## Start

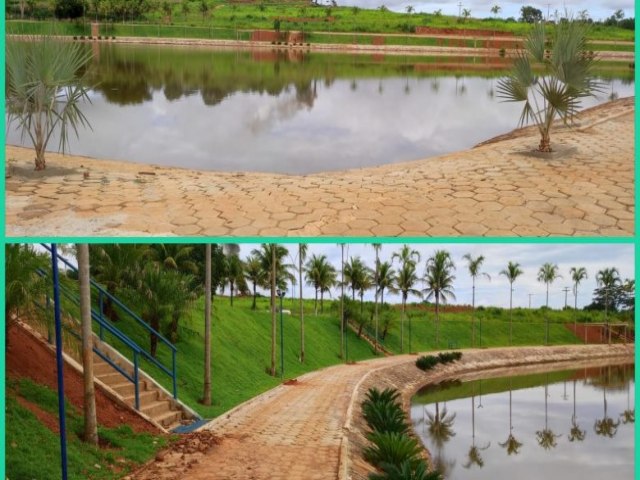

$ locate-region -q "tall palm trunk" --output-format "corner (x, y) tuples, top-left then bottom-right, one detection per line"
(271, 244), (276, 377)
(509, 282), (513, 345)
(298, 244), (304, 363)
(202, 243), (212, 405)
(471, 277), (482, 347)
(400, 292), (407, 353)
(436, 293), (440, 349)
(78, 243), (98, 445)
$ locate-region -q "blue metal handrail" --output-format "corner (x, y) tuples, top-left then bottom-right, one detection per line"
(39, 244), (178, 402)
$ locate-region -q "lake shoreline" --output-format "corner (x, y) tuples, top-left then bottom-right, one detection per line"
(5, 97), (635, 237)
(7, 34), (635, 62)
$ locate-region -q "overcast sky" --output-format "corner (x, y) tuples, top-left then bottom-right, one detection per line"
(336, 0), (635, 20)
(240, 243), (635, 308)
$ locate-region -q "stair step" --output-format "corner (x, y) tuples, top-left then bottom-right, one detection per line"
(153, 410), (182, 428)
(140, 400), (172, 418)
(94, 369), (131, 385)
(122, 390), (159, 407)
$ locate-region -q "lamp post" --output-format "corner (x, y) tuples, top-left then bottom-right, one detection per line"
(276, 289), (287, 378)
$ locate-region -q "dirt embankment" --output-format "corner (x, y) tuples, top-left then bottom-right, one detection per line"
(340, 345), (635, 480)
(5, 325), (159, 435)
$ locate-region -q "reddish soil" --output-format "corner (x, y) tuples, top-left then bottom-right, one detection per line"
(16, 397), (60, 433)
(6, 325), (159, 434)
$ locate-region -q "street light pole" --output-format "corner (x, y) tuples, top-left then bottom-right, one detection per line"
(277, 289), (286, 378)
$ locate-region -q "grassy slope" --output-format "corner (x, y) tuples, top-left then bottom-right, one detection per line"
(5, 379), (168, 480)
(106, 297), (373, 418)
(7, 1), (635, 41)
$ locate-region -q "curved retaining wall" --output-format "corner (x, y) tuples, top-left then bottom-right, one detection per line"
(339, 344), (635, 480)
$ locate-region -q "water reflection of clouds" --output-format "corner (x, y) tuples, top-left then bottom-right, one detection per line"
(411, 372), (634, 480)
(7, 76), (633, 176)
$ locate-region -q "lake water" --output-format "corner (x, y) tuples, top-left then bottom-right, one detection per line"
(411, 365), (635, 480)
(7, 44), (634, 174)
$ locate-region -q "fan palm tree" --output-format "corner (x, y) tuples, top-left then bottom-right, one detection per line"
(76, 243), (98, 445)
(371, 243), (382, 353)
(298, 243), (309, 363)
(596, 267), (622, 325)
(4, 243), (50, 346)
(498, 378), (522, 455)
(5, 36), (92, 170)
(538, 262), (562, 345)
(202, 243), (214, 405)
(251, 243), (295, 377)
(89, 243), (145, 322)
(462, 386), (491, 468)
(498, 20), (601, 152)
(389, 261), (421, 352)
(500, 261), (524, 345)
(569, 380), (587, 442)
(593, 385), (620, 438)
(536, 374), (560, 450)
(424, 250), (456, 348)
(569, 267), (587, 333)
(244, 255), (266, 310)
(146, 243), (198, 275)
(462, 253), (491, 347)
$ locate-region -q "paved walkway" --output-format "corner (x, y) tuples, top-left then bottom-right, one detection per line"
(128, 345), (634, 480)
(6, 98), (634, 237)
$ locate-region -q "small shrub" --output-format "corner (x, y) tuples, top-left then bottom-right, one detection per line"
(363, 432), (422, 469)
(369, 460), (443, 480)
(416, 355), (439, 372)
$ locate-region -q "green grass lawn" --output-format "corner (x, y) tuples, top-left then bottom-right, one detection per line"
(5, 379), (169, 480)
(6, 1), (635, 41)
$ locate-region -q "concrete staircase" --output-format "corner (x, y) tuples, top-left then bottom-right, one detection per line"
(93, 337), (200, 431)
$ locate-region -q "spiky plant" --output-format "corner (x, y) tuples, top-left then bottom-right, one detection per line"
(497, 20), (601, 152)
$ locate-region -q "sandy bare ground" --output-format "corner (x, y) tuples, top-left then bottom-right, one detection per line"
(129, 345), (634, 480)
(5, 97), (635, 237)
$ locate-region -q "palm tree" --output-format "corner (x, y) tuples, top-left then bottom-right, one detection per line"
(389, 243), (420, 352)
(498, 20), (600, 152)
(424, 250), (456, 348)
(202, 243), (214, 405)
(569, 380), (587, 442)
(89, 243), (145, 322)
(536, 374), (560, 450)
(76, 243), (98, 445)
(498, 379), (522, 455)
(146, 243), (198, 275)
(500, 261), (524, 345)
(593, 385), (620, 438)
(344, 257), (367, 301)
(306, 254), (336, 315)
(389, 261), (421, 352)
(462, 253), (491, 347)
(4, 243), (50, 347)
(569, 267), (587, 333)
(5, 36), (92, 170)
(371, 244), (380, 353)
(298, 243), (309, 363)
(137, 264), (181, 357)
(251, 243), (295, 377)
(244, 255), (266, 310)
(538, 262), (562, 345)
(225, 254), (244, 307)
(596, 267), (622, 339)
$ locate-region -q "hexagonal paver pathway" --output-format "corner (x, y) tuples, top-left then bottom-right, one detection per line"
(6, 98), (635, 237)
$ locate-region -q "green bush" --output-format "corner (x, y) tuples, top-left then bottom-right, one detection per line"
(416, 355), (440, 372)
(364, 432), (422, 469)
(369, 461), (443, 480)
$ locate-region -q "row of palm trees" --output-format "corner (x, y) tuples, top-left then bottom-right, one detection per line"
(228, 244), (621, 350)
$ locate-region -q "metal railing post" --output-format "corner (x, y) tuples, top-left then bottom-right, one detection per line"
(133, 350), (140, 410)
(98, 290), (104, 340)
(171, 350), (178, 400)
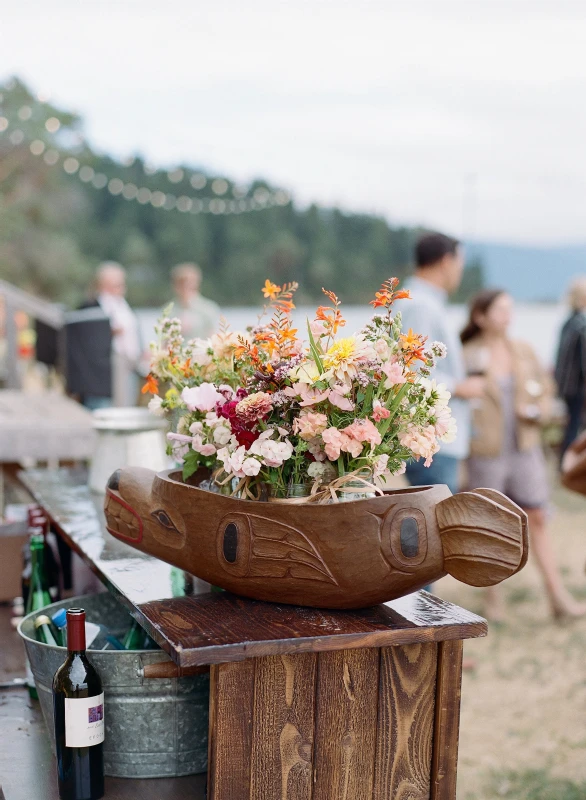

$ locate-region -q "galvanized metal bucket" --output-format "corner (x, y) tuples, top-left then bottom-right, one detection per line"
(88, 407), (172, 494)
(18, 593), (209, 778)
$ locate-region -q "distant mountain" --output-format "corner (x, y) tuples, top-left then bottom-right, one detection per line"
(466, 242), (586, 302)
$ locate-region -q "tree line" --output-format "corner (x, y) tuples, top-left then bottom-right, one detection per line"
(0, 78), (483, 306)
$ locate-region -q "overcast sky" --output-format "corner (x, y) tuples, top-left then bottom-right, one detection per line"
(0, 0), (586, 244)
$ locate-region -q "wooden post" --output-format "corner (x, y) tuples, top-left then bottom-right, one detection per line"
(431, 640), (464, 800)
(208, 641), (462, 800)
(4, 298), (20, 389)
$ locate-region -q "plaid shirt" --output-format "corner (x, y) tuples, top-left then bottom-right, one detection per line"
(555, 311), (586, 397)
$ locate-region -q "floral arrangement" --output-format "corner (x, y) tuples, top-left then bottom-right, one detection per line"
(143, 278), (455, 499)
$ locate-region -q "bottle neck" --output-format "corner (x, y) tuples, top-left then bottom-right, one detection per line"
(67, 614), (85, 653)
(31, 544), (45, 580)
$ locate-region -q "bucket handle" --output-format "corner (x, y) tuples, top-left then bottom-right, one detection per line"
(136, 658), (210, 678)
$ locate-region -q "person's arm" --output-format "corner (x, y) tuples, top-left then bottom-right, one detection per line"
(520, 345), (556, 422)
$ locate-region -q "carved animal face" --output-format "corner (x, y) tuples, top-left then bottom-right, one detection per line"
(105, 468), (526, 608)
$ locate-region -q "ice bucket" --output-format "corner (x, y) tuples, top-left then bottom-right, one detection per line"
(18, 593), (209, 778)
(89, 408), (169, 493)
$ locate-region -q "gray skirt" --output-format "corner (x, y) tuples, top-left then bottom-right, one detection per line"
(468, 447), (549, 509)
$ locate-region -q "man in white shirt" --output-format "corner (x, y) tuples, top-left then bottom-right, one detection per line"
(68, 261), (140, 409)
(401, 233), (484, 493)
(171, 264), (220, 339)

## End

# [What is asked]
Can you return every line of the records above verbatim, without the pictures?

# [Exercise result]
$ locate-region -q "tall palm trunk" --output-format "corner (x, y) tuples, top-left then bottom-right, one detection per line"
(271, 244), (276, 377)
(509, 282), (513, 345)
(298, 244), (304, 363)
(202, 243), (212, 405)
(471, 277), (482, 347)
(400, 292), (407, 353)
(436, 293), (440, 349)
(78, 243), (98, 445)
$ locate-region -q "blue metal handrail" --output-format "corner (x, y) tuples, top-left then bottom-right, one detection per line"
(39, 244), (178, 402)
$ locate-region -q "lake shoreline" --output-format "corner (x, y) tuples, top-left then bottom-right, one detection per line"
(5, 97), (635, 237)
(7, 34), (635, 62)
$ locate-region -q "overcast sky" --output-format "corner (x, y) tuples, top-left then bottom-right, one detection per line"
(336, 0), (635, 20)
(240, 243), (635, 308)
$ locate-region -q "stair step" --output-format "corner (x, y) tuples, top-left then bottom-right, one detection per line"
(153, 410), (182, 428)
(140, 400), (172, 418)
(94, 369), (131, 385)
(122, 390), (159, 407)
$ locate-region -q "lamp post" --output-format "corner (x, y) tuples, top-left then bottom-right, one detection per line"
(276, 289), (287, 378)
$ locate-region -q "dirt embankment" --output-format "corner (x, y) tuples, top-left then bottom-right, one detection per line"
(340, 345), (635, 480)
(5, 325), (159, 435)
$ locate-region -q "reddish soil" --output-format "corner (x, y) tuples, top-left then bottom-right, one detection per line"
(16, 397), (60, 433)
(6, 325), (159, 434)
$ locate-region -q "street light pole" --output-format "corner (x, y) tuples, top-left then bottom-right, one detection per line"
(277, 289), (286, 378)
$ locate-region -q "grassy slope" --output-format "corner (x, y) tuples, top-left then bottom-right, one detection per line"
(5, 379), (168, 480)
(106, 297), (373, 418)
(7, 1), (635, 41)
$ locate-region -q "curved retaining wall" --output-format "corner (x, y) tuples, top-left then bottom-right, one detection per line"
(339, 344), (635, 480)
$ locate-region -q "water reflection of clouds" --output-format "corner (x, y) tuples, top-left then bottom-right, one detection per line"
(411, 372), (634, 480)
(7, 76), (633, 176)
$ locate-region -q "lake water" --output-format "corner (x, y) tuples, top-left then bottom-right, one detection per line"
(411, 365), (635, 480)
(7, 44), (634, 174)
$ locate-region -q "fan palm tree" --output-format "corner (x, y) tuples, top-left then bottom-right, one detection per line"
(76, 243), (98, 445)
(371, 243), (382, 353)
(298, 243), (309, 363)
(596, 267), (622, 325)
(4, 243), (50, 346)
(498, 378), (522, 455)
(5, 36), (92, 170)
(538, 262), (562, 345)
(202, 243), (214, 405)
(251, 243), (295, 377)
(89, 243), (145, 322)
(462, 386), (491, 468)
(498, 20), (601, 152)
(389, 261), (421, 352)
(500, 261), (524, 345)
(569, 380), (587, 442)
(593, 385), (620, 438)
(536, 374), (560, 450)
(424, 250), (456, 348)
(569, 267), (587, 333)
(244, 255), (266, 310)
(146, 243), (198, 275)
(462, 253), (491, 347)
$ locate-region -q "paved walkway" --output-format "corner (x, y) tuples, top-left then bottom-right, one detection per line"
(128, 345), (634, 480)
(6, 98), (634, 237)
$ locate-region -q "small shrub" --output-format "corner (x, y) tuples, top-left then bottom-right, one detection per line"
(363, 432), (422, 469)
(369, 460), (443, 480)
(416, 355), (439, 372)
$ locate-region -q "green grass lawn" --output-format "corner (x, y) tuples, top-left then bottom-right, one detection per line"
(5, 379), (169, 480)
(6, 1), (635, 41)
$ locate-region -q "concrete staircase" --output-format "corner (x, y) tuples, top-left then bottom-right, one detection per line"
(93, 337), (200, 431)
$ locate-region -q "spiky plant" --output-format "corner (x, y) tuples, top-left then bottom-right, one detection per line"
(497, 20), (601, 152)
$ locate-region -q "sandy bare ground" --output-format "corner (x, y) tuples, top-left then bottom-right, one detection per line"
(129, 345), (634, 480)
(5, 97), (635, 237)
$ locate-region -q "palm tree" --output-format "corner (x, y) tuples, top-left then bottom-right, one detection per line"
(389, 243), (420, 352)
(498, 20), (600, 152)
(424, 250), (456, 348)
(202, 243), (214, 405)
(569, 380), (587, 442)
(89, 243), (145, 322)
(536, 374), (560, 450)
(76, 243), (98, 445)
(498, 379), (522, 455)
(146, 243), (198, 275)
(500, 261), (524, 345)
(593, 385), (620, 438)
(344, 257), (367, 301)
(306, 254), (336, 315)
(389, 261), (421, 352)
(462, 253), (491, 347)
(4, 243), (50, 347)
(569, 267), (587, 333)
(5, 36), (92, 170)
(371, 244), (380, 353)
(298, 243), (309, 363)
(137, 264), (181, 357)
(251, 243), (295, 377)
(244, 255), (266, 310)
(538, 262), (562, 345)
(225, 254), (244, 307)
(596, 267), (622, 339)
$ locate-region -q "hexagonal paver pathway" --output-format "corner (x, y) tuples, top-left then bottom-right, one detection per line"
(6, 98), (635, 237)
$ locate-region -q "green bush" --output-format "corner (x, y) tuples, top-left then bottom-right, one detection per line"
(416, 355), (440, 372)
(364, 432), (422, 469)
(369, 461), (443, 480)
$ locate-region -q "row of palm trees" --output-format "corner (x, y) tuples, top-left then bottom-right, one detection per line"
(228, 244), (621, 350)
$ locate-region -q "metal railing post" --output-format "corner (x, y) tuples, top-left then bottom-right, one detection per line"
(133, 350), (140, 410)
(98, 290), (104, 340)
(171, 350), (178, 400)

$ locate-region -q "galvanized metal bucket" --output-format "corner (x, y) tuples, top-left then bottom-right, one detection per line"
(88, 407), (172, 494)
(18, 593), (209, 778)
$ locate-region -q "distant mountain" --output-format "corner (x, y) tuples, top-left then bottom-right, one detection per line"
(466, 242), (586, 302)
$ locate-region -q "tree line" --output-format "corner (x, y) tuples, top-left then bottom-right, one detection per line"
(0, 78), (483, 306)
$ locate-region -q "overcast sky" --output-format "corner (x, y) tuples, top-left then bottom-right, one detection per line"
(0, 0), (586, 244)
$ locate-region -q "wooden post" --output-format "corner (x, y) tuples, top-left then bottom-right, one detection per line"
(431, 640), (464, 800)
(208, 641), (462, 800)
(4, 298), (20, 389)
$ locate-region -q "plaid shirt" --output-format "corner (x, y) tuples, top-left then bottom-right, one detection per line"
(555, 311), (586, 397)
$ locate-region -q "floral arrangement" --output-format "corner (x, y) tuples, top-left then bottom-right, one detection per line"
(143, 278), (455, 499)
$ locate-region -q "bottle neck" --output-format "corner (x, y) tuples, top-left then bottom-right, one detection per line"
(67, 614), (85, 653)
(31, 544), (45, 580)
$ locate-region -q "bucket handle" --output-format "corner (x, y) tuples, top-left then bottom-right, one detection per line"
(136, 658), (210, 678)
$ locate-region -q "person's arm" --output-format "corner (x, y) tuples, top-left then bottom-right, one detection per line"
(520, 345), (556, 422)
$ locate-region -q "carved animal face" --output-format "corner (x, y) tuples, top-left then bottom-right, one detection per line"
(105, 468), (526, 608)
$ locate-region -q "ice bucket" --output-format "corner (x, y) tuples, top-left then bottom-right, one detection per line"
(18, 593), (209, 778)
(89, 408), (169, 493)
$ locate-region -q "gray skirt" --output-format "corner (x, y) tuples, top-left then bottom-right, one detection per line"
(468, 447), (549, 509)
$ locate-region -q "man in white shirt" --output-format "corner (x, y) tuples, top-left then bottom-right, one detection per line"
(68, 261), (140, 409)
(401, 233), (484, 493)
(171, 264), (220, 339)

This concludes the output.